[Named object pointing entries]

= = = = =

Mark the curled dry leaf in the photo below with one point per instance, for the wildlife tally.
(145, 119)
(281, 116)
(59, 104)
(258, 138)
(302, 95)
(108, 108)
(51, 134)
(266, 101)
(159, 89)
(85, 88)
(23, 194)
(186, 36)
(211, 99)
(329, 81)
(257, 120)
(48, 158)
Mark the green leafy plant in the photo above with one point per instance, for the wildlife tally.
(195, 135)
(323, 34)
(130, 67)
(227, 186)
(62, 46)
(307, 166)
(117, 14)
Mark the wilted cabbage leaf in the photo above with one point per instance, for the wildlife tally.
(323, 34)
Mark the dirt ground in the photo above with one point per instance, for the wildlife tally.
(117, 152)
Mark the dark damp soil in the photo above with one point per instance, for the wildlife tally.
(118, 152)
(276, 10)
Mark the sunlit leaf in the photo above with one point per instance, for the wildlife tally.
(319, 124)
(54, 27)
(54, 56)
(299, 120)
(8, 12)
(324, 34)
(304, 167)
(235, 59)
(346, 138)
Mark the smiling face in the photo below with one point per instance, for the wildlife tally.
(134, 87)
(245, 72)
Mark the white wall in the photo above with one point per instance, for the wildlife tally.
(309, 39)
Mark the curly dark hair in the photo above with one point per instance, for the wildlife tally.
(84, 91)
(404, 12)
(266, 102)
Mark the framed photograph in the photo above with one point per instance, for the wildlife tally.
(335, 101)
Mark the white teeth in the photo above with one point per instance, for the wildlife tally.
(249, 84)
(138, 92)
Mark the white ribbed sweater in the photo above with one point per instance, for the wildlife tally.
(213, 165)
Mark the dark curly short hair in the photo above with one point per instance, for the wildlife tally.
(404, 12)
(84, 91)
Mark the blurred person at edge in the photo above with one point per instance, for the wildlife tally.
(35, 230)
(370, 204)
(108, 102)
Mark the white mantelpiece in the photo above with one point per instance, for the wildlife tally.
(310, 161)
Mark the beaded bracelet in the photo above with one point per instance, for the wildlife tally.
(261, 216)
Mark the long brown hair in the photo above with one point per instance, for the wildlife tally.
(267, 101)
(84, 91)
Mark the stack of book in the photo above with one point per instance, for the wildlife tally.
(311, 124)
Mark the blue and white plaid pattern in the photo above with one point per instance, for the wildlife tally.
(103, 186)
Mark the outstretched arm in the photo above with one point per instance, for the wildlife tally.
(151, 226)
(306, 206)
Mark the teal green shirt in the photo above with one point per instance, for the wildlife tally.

= = = = =

== Stated problem ==
Copy out the material above in its entirety. Every detail must match.

== Task output ==
Mark the curled dry leaf in the photo below with one point per instance, for the wildlife tally.
(145, 119)
(281, 116)
(59, 104)
(258, 138)
(302, 95)
(108, 108)
(51, 134)
(266, 101)
(159, 89)
(85, 88)
(23, 194)
(186, 36)
(211, 99)
(329, 81)
(257, 120)
(48, 158)
Mark the green leafy plant in the photo above with one point per instance, for the wildlife tally.
(195, 135)
(323, 34)
(130, 67)
(227, 186)
(62, 46)
(307, 166)
(117, 14)
Mark the wilted cabbage leaf in the photo above with one point per instance, for the wildlife tally.
(323, 34)
Mark the dirt ground in the photo above with one point per instance, for the wildlife tally.
(117, 152)
Mark the dark damp soil in the photo above with one point per instance, for the wildlife tally.
(118, 152)
(276, 10)
Mark the sunlit leaf in the photo above with one point per instance, for the wildlife tally.
(319, 124)
(54, 27)
(54, 56)
(299, 120)
(8, 12)
(324, 34)
(304, 167)
(235, 59)
(346, 138)
Mark the smiling face in the photo below with one point per instance, for the wildlife tally.
(134, 87)
(245, 72)
Mark the white wall in the photo above with one point per instance, for the wildlife tally.
(309, 39)
Mark the curly dark hair in the photo above with one point per instance, for the wildlife tally.
(84, 91)
(404, 12)
(266, 102)
Mark the framed photograph in the photo above with one point per instance, for the wildlife tally.
(335, 101)
Mark the white teeth in the photo above with one point per instance, for the wildlife tally.
(249, 84)
(138, 92)
Mark the white ribbed sweater in the photo above with one point per instance, for the wildlife tally.
(213, 165)
Mark the dark curly short hair in the photo above with one point per instance, for the wildlife tally.
(404, 12)
(84, 91)
Mark the blurred person at edge in the photo above with one point per instance, for the wildlife tally.
(35, 230)
(370, 204)
(108, 102)
Mark the white mantelpiece in the photo above with one point per instance, for the wildlife tally.
(310, 161)
Mark the beaded bracelet in the photo above with one point per instance, for the wildlife tally.
(261, 216)
Mark the long brown hair in the photo above with one point per instance, for the wildlife tally.
(267, 101)
(84, 91)
Mark the stack of book in the photo above with one point per instance, for the wildlife tally.
(311, 124)
Mark the blue and white plaid pattern in the photo above with one point per instance, for the wildlife tally.
(103, 186)
Mark the outstretched arm in the photo above with one point per instance, for the wildlife tally.
(151, 226)
(306, 206)
Mark the teal green shirt in the photo above with one point per instance, for the wildlife tally.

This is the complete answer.